# TASK DIRECTIONS:
What is needed is a faithful copy of all the entries, with no pictures in it.

** Opening PROVIDED INFORMATION block **

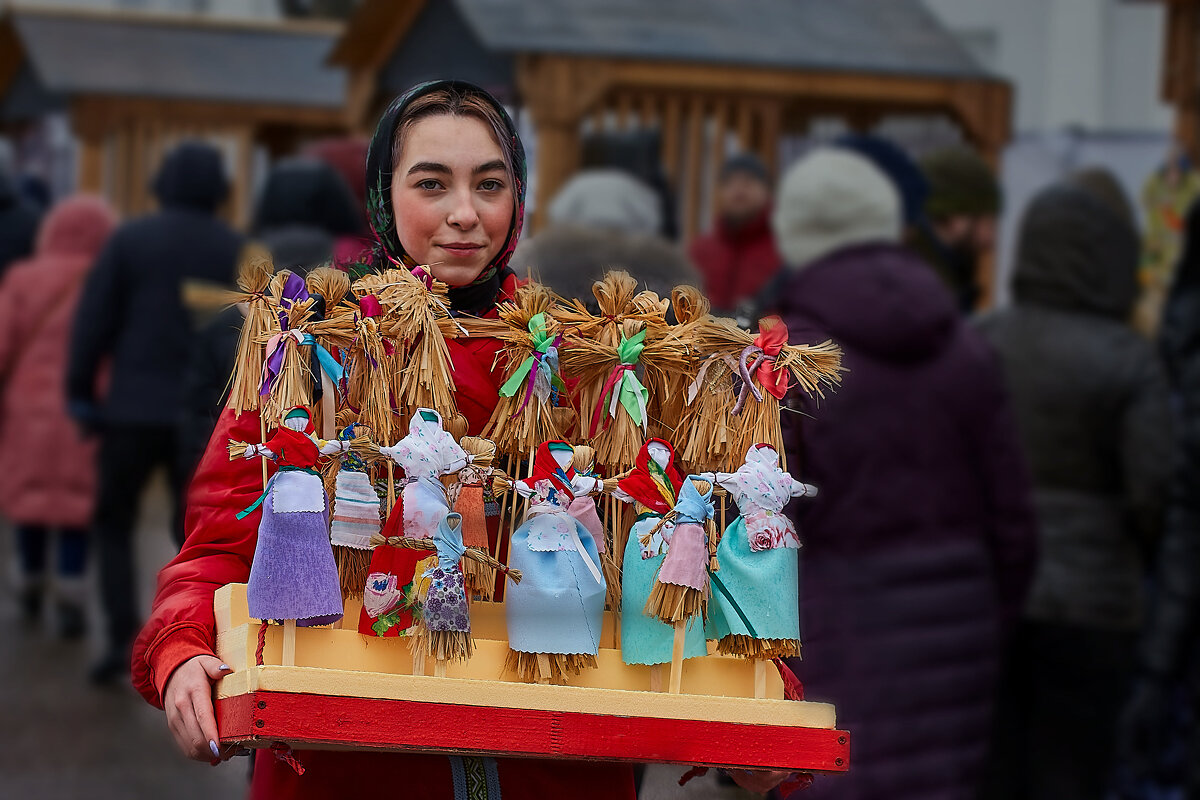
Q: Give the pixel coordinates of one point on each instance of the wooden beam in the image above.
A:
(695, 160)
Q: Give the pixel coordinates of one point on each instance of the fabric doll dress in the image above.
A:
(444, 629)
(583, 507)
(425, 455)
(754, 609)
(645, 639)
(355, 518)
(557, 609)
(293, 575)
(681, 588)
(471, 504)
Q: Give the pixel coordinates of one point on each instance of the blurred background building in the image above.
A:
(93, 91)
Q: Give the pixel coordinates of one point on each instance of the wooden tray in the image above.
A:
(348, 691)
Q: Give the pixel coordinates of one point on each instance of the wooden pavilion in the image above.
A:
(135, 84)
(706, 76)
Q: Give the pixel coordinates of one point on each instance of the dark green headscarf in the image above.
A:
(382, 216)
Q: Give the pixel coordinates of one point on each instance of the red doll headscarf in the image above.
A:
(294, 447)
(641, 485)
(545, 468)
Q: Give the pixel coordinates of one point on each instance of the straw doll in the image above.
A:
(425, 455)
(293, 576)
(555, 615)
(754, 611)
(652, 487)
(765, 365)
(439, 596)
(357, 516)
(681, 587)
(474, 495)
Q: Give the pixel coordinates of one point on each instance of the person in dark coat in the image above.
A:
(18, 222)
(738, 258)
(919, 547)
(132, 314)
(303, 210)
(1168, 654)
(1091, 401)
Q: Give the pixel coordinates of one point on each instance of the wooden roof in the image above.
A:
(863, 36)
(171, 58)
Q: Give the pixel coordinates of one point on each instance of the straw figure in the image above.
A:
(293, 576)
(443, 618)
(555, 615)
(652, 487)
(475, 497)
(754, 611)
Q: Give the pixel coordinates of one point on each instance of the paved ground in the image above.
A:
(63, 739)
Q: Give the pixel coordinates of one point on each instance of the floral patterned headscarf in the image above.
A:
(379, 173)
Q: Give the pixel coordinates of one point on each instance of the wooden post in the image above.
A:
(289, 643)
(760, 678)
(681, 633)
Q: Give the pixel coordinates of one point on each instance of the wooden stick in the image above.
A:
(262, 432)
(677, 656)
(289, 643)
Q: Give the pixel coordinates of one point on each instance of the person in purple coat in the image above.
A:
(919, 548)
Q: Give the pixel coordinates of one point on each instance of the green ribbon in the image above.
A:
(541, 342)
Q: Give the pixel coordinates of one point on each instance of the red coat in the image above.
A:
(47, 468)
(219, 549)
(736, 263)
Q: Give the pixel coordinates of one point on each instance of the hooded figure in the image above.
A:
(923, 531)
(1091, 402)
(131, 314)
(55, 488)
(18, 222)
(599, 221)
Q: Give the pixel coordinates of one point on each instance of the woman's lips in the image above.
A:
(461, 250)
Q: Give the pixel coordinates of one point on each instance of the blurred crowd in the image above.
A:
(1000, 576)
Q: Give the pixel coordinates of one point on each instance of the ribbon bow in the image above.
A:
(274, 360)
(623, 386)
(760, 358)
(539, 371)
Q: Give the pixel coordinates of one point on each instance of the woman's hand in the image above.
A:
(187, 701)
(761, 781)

** Closing PROVIDED INFORMATION block **

# RESPONSE TO THE EXERCISE:
Q: Give the pixel coordinates of one point on each instance of the wooden beam in the image above.
A:
(695, 160)
Q: Give the pixel coordinates of one point on each instance of the fabric doll dress in the image above.
A:
(444, 629)
(583, 507)
(425, 455)
(754, 609)
(645, 639)
(355, 518)
(557, 609)
(293, 575)
(681, 588)
(471, 504)
Q: Give the pixel coordinates of one point on each instance of the blurred background building in the image above.
A:
(93, 91)
Q: Give the pixel coordinates of one point on each instance of the wooden tray in the image above.
A:
(348, 691)
Q: Give the pixel coordinates of one point on each instance of the wooden pavilion in the image above.
A:
(135, 84)
(706, 76)
Q: Give the pixel coordinates of one point on each instance of the dark green headscarf in the image above.
A:
(382, 216)
Q: Give the pixel coordinates of one point on each instance of the red doll headscarf in the image above.
A:
(294, 447)
(641, 485)
(545, 468)
Q: Give the pixel coordinates of one point on each instance of the straw doll in the image above.
A:
(425, 455)
(293, 576)
(555, 615)
(754, 611)
(652, 487)
(765, 365)
(439, 596)
(357, 516)
(681, 587)
(474, 495)
Q: Give the pixel coordinates of one point on each instance of the person in dark coat in the image above.
A:
(18, 222)
(738, 258)
(919, 547)
(132, 314)
(303, 210)
(1168, 654)
(1091, 401)
Q: Give the pixel coordinates of one point on each instance of the wooden roof in the image above.
A:
(863, 36)
(171, 58)
Q: Give the pixel coordinates of one point on each instance of the straw figure in the image above.
A:
(293, 576)
(443, 618)
(555, 615)
(652, 487)
(475, 497)
(754, 611)
Q: Give the pixel coordinates of one point on each instance of the paved ground in the image above.
A:
(63, 739)
Q: Give the pixel coordinates of one point on each instance of the floral patterned headscarf in the image above.
A:
(379, 173)
Q: Give the pixel coordinates of one point on each instance of the wooden post in the image above.
A:
(289, 643)
(760, 678)
(681, 633)
Q: Give the pixel coordinates of one point on each instance of the wooden stick in the image above.
A:
(262, 432)
(677, 656)
(289, 643)
Q: Give the pixel coordinates of one point on each instance of the person in purple coat in the image above.
A:
(919, 548)
Q: Give the pixel coordinates of one point on each instance of the green ribbon in the image above.
A:
(541, 342)
Q: Give the pixel coordinates of one point on each instance of the red coat in the image above.
A:
(47, 468)
(219, 549)
(736, 263)
Q: Give the pixel coordinates of one point on each instance of the hooded figure in the image above.
A:
(923, 531)
(1091, 402)
(131, 314)
(55, 488)
(18, 222)
(599, 221)
Q: Give the pixel coordinates of one point on each instance of the woman's lips in the image above.
A:
(461, 250)
Q: Give the pixel coordinates of one point on each instance of the blurred crowd in the image above.
A:
(1000, 576)
Q: Give the pixel coordinates of one point on each instance of the ribbon bow in the image above.
A:
(274, 360)
(623, 386)
(760, 358)
(539, 371)
Q: Give the pixel coordinates of one point on each instance of the woman's hand in the image above.
A:
(187, 701)
(761, 781)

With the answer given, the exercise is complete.